WHAT TO PRODUCE
For every line in the entries that contains "lamp", show the whole line.

►

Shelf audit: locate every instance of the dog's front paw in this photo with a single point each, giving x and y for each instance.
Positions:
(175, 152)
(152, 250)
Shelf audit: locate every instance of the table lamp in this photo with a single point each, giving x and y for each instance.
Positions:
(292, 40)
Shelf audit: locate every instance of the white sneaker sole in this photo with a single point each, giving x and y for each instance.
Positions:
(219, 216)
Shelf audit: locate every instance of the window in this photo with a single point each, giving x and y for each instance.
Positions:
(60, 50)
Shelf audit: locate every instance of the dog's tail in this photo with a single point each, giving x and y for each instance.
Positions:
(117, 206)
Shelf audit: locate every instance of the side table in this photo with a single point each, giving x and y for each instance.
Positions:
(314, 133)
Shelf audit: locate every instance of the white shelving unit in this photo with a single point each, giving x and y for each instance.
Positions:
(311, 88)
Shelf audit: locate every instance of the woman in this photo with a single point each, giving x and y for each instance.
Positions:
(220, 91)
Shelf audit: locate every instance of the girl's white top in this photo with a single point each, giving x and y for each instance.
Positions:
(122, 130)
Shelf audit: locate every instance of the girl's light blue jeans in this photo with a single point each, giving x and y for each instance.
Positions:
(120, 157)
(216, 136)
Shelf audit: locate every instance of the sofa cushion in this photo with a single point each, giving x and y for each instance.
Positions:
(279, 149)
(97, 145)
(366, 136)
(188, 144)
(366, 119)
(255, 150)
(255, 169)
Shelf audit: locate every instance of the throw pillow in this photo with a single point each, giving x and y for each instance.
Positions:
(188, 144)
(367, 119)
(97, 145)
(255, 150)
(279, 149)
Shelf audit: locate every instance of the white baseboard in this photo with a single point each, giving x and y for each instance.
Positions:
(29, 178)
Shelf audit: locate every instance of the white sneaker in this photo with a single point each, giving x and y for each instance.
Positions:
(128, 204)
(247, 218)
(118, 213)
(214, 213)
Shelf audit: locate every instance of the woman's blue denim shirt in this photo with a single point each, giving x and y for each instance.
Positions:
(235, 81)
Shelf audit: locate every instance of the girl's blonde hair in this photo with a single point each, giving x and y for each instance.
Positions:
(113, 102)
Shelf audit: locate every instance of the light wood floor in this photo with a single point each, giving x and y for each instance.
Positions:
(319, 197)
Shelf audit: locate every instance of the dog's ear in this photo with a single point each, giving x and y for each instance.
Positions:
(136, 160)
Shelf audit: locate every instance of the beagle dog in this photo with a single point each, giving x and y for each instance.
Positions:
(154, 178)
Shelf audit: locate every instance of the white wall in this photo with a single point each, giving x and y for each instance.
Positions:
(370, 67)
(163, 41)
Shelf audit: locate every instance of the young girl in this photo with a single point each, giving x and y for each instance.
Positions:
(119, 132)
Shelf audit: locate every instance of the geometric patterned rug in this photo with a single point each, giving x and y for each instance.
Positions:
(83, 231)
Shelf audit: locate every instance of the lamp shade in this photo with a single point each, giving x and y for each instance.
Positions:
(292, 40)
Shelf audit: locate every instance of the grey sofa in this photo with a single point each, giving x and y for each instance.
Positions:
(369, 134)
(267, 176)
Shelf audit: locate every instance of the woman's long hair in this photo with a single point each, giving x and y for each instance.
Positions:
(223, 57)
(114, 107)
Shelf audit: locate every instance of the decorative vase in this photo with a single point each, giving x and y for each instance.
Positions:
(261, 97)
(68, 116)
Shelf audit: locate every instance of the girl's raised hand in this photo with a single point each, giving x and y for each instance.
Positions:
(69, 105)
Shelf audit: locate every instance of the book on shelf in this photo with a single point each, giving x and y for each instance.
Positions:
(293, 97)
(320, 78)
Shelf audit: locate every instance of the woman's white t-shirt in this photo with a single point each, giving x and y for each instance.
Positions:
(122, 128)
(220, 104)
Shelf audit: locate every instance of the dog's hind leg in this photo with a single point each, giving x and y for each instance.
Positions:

◄

SOLVED EXERCISE
Shelf audit: locate every instance of the table lamp in this photo with a single point each, giving x and y for each instance.
Shelf audit: locate every instance of the lamp shade in this photo with a single point each, giving x and y for each instance.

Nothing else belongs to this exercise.